Items:
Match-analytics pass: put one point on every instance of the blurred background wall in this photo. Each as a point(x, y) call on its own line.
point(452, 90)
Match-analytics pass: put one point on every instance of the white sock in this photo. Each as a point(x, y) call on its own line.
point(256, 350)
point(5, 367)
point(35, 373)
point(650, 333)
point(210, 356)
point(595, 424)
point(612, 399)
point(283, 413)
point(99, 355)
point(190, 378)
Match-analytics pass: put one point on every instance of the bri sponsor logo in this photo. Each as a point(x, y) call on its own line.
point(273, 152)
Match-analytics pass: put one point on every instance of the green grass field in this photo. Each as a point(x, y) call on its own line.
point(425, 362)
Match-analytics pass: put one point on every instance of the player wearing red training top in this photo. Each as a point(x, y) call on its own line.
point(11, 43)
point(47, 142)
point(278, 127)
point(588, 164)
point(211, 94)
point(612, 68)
--
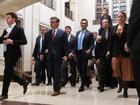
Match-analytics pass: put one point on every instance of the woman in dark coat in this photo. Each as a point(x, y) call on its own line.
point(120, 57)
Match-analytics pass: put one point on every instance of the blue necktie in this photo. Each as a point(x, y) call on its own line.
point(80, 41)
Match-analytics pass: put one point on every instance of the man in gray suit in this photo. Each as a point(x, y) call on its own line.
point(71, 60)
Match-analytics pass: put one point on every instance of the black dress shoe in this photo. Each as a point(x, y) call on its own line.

Brief:
Print the lines of the listing from the one containing "of the player" through the one containing "point(612, 68)", inclusive, reproducing each character for character.

Full solution:
Match-analytics pass: put one point on every instance of the player wearing red training top in this photo. Each as a point(x, y) call on its own line.
point(11, 43)
point(47, 142)
point(278, 127)
point(588, 164)
point(211, 94)
point(612, 68)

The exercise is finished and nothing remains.